Exercise instructions
Recast all of the data below as a numbered list, leaving out any blank lines.

Data in this exercise
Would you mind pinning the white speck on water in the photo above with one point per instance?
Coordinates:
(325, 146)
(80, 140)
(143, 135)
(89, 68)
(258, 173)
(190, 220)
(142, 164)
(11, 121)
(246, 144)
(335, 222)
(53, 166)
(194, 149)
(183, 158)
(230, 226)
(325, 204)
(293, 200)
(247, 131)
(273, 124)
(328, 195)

Reply to the exercise
1. Would you mind pinning the white speck on water in the photo above with one point per instance?
2. Coordinates:
3. (325, 146)
4. (80, 140)
5. (143, 135)
6. (89, 68)
7. (258, 173)
8. (190, 220)
9. (142, 164)
10. (11, 121)
11. (246, 144)
12. (335, 222)
13. (53, 166)
14. (194, 149)
15. (183, 158)
16. (230, 226)
17. (325, 204)
18. (293, 200)
19. (247, 131)
20. (273, 124)
21. (328, 195)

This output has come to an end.